■ ARTICLE ■
Depuis la crise de 2009, la population malgache a sombré dans la pauvreté.
Dans la capitale, Tananarive, les habitants vivent au jour le jour.
Le nouveau président malgache, Hery Rajaonarimampianina, a le soutien de la Communauté internationale.


« Nous, les Malgaches, nous avons trois problèmes : le petit déjeuner, le déjeuner et le dîner », affirme Pascal, client du « Tsikivy »(« Ne jamais désespérer » en malgache), petit bar du quartier populaire de Manarinstopha, dans le nord de Tananarive. Et pour oublier « ses problèmes », Pascal boit du mauvais rhum, tous les jours, beaucoup. « Il est moins cher que la bière et il est plus alcoolisé », explique-t-il avant de regagner la rue.

Véronique, la tenancière du « Ne jamais désespérer » le regarde partir sans un sourire. Elle écoute, en attendant un autre client, Jean-Jacques Goldman chanter à tue-tête, à travers deux enceintes cachées dans la pénombre de la salle en bois, « Quand la musique est bonne ».

Au-dessus d'elle, les bouteilles sont impeccablement alignées les unes à côté des autres, protégées par un grillage de la convoitise des voleurs et des ivrognes. « Depuis 2009, depuis la crise politique, on s'appauvrit, on sombre dans le désespoir », constate-t-elle. « Une fois le loyer de la maison, l'électricité, l'eau et la scolarité des enfants payés, il ne nous reste plus d'argent. C'est dur pour tout le monde. Devant les problèmes qui s'accumulent, beaucoup d'hommes du quartier viennent ici oublier leurs difficultés en se noyant dans le rhum. Dès qu'ils dépassent les bornes, je les mets dehors. Mais leur nombre ne cesse d'augmenter. Avant, les hommes passaient ici pour boire un coup, entre copains. Maintenant, ils sont de plus en plus nombreux à venir se saouler, seuls. C'est affolant ».

À côté du « Ne jamais désespérer », une autre Véronique offre ses services. Véro a 37 ans, deux dents et trois enfants. Elle tient un « coposé » : sur une planche de bois, un plat de pâtes, une salade de carottes, une salade de concombres et de tomates, et du piment. « Pour 200 ariary (un peu moins d'un euro), je sers une cuillère de chaque plat dans un bol. Pour 100 ariary, c'est dans une sous-tasse », explique-t-elle.

Derrière elle, une porte en bois protège son logement : une pièce de moins de 4 m2 occupée entièrement par un lit. « J'en ai assez de cette vie, c'est trop dur », dit cette Fantine malgache. Une femme s'approche d'elle et lui tend un billet de 100 ariary qu'elle vient de gagner en mendiant un peu plus loin. En trois minutes, elle absorbe sa sous-tasse de « coposé » et repart, pieds nus.


« JE VEUX QUE L'ON ME RESPECTE ! »

■ TÂCHE À RÉALISER ■
Recopiez à l'identique, dans l'article sur Madagascar, tout le passage allant de « Derrière elle, une » jusqu'à « repart, pieds nus. ». La liste qui suit constitue un document distinct, indépendant de l'article.

■ ENTRÉES ■
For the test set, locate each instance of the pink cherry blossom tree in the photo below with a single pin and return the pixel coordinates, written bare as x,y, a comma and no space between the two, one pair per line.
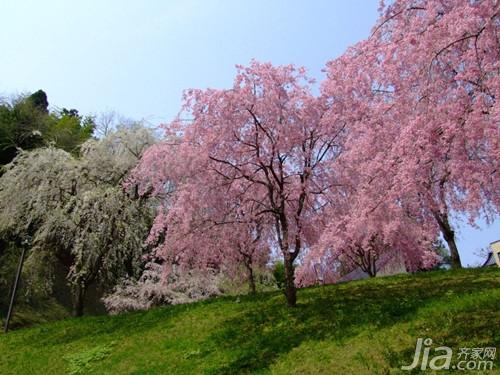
265,145
424,87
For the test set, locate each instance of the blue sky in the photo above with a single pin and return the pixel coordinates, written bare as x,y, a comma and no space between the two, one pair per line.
136,57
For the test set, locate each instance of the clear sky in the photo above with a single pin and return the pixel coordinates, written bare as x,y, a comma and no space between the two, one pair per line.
136,57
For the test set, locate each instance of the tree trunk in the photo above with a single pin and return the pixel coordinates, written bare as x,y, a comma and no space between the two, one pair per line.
251,279
449,237
78,298
290,290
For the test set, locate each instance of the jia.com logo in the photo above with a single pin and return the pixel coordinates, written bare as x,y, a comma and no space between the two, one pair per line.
467,359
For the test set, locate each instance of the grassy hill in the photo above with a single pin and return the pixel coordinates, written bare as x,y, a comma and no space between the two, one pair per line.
365,327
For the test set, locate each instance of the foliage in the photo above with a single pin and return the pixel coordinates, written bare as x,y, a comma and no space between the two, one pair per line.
26,123
80,363
259,152
420,97
363,327
76,212
151,290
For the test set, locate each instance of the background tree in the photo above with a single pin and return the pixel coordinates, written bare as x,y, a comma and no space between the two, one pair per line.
76,209
265,140
425,85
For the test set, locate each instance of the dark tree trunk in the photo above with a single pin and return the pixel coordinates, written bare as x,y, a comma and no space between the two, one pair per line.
78,298
290,290
449,237
251,279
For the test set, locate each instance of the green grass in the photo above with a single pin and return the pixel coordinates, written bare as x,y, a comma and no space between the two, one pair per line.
364,327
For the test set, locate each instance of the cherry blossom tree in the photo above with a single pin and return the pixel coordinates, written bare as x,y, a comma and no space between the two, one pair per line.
76,211
423,90
264,144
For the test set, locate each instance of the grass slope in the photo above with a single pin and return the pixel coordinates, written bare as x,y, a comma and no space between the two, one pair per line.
364,327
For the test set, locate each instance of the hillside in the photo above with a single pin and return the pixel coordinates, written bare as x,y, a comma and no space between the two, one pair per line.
365,327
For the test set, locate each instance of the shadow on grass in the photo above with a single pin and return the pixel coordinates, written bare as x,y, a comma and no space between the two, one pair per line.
267,329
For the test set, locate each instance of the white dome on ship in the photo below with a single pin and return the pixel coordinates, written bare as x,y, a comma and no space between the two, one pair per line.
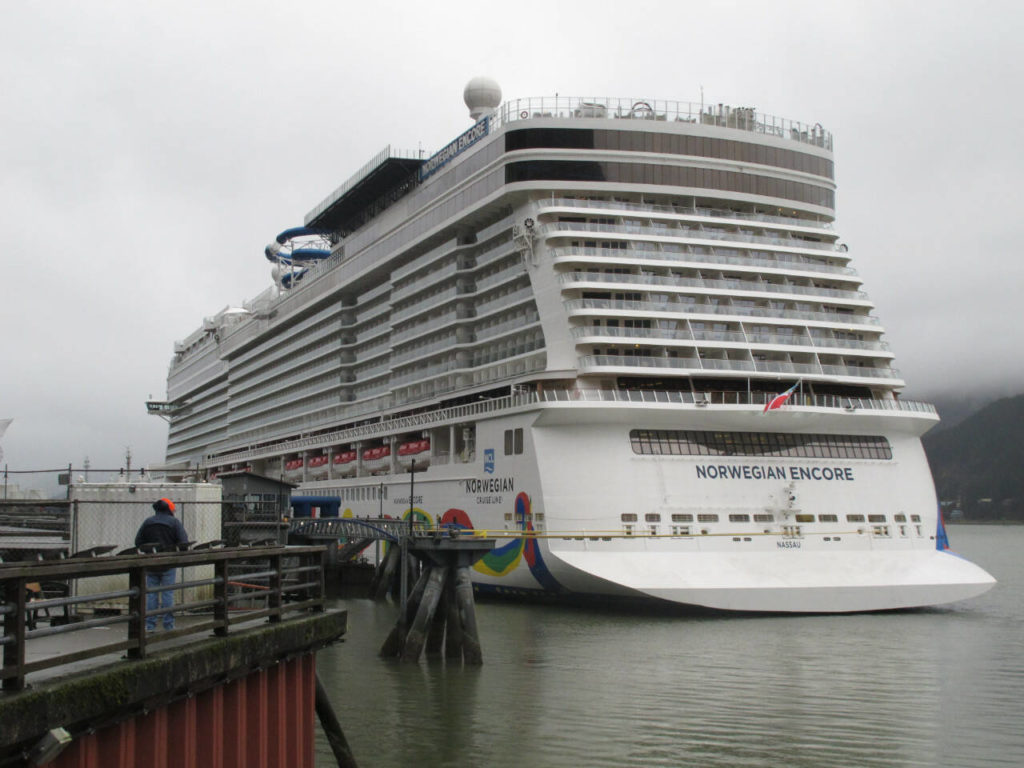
481,95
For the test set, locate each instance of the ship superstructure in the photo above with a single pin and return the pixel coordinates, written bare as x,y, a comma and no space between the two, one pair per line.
569,322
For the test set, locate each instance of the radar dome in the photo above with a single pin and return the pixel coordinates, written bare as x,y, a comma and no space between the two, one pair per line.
481,95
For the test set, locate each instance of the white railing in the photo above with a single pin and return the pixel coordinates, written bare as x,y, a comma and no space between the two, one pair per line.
613,205
525,398
555,227
790,262
741,118
629,279
668,306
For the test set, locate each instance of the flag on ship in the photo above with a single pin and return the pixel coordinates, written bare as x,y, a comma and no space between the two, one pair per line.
779,399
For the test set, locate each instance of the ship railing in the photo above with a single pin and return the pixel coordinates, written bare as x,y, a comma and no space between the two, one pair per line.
738,118
548,203
724,364
781,261
722,397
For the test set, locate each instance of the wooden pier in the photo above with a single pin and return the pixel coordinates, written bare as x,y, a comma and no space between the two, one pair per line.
232,685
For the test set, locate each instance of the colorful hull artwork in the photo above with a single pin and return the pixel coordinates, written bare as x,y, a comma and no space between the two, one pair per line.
503,560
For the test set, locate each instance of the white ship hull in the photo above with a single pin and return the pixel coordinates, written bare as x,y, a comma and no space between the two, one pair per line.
572,498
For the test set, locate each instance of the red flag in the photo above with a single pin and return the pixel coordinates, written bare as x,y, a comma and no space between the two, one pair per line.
779,399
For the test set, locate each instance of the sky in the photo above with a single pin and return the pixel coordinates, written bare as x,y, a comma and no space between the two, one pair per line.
148,152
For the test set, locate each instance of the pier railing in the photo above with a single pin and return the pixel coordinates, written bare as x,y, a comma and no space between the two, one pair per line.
245,584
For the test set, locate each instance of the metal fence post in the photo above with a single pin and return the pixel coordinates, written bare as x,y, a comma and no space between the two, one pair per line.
13,626
220,595
276,583
136,612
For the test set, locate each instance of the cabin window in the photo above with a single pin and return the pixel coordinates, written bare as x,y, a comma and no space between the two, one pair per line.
513,441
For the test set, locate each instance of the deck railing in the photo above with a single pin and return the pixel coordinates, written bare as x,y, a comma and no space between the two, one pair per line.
281,581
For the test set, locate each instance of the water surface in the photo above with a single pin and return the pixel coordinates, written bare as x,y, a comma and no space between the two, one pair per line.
583,687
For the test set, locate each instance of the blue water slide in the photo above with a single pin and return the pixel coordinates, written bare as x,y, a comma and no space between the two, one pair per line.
274,252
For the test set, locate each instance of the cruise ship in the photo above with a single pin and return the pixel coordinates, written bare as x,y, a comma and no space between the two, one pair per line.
622,336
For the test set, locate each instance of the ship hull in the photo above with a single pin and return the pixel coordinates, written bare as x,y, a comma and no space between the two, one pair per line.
580,514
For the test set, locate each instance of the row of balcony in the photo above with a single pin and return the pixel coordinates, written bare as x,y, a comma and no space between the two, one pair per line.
728,337
628,280
554,228
548,204
589,363
576,306
783,261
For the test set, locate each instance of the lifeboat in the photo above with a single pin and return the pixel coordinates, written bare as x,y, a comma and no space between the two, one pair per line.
377,460
318,466
415,450
344,463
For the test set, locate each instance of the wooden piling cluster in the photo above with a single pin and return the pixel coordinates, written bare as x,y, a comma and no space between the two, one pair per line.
439,614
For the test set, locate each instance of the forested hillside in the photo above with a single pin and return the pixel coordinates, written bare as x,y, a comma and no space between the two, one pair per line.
979,463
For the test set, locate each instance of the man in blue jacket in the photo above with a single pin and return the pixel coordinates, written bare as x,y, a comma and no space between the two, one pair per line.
165,531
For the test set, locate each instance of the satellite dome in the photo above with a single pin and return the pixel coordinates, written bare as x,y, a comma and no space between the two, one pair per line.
481,95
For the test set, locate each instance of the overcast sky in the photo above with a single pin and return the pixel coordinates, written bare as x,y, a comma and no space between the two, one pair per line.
151,150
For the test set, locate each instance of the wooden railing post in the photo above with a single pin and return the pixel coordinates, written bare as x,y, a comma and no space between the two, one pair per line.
321,559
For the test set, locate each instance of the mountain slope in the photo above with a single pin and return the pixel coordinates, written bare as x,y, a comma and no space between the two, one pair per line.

■ CORRIGÉ DE L'EXERCICE ■
Derrière elle, une porte en bois protège son logement : une pièce de moins de 4 m2 occupée entièrement par un lit. « J'en ai assez de cette vie, c'est trop dur », dit cette Fantine malgache. Une femme s'approche d'elle et lui tend un billet de 100 ariary qu'elle vient de gagner en mendiant un peu plus loin. En trois minutes, elle absorbe sa sous-tasse de « coposé » et repart, pieds nus.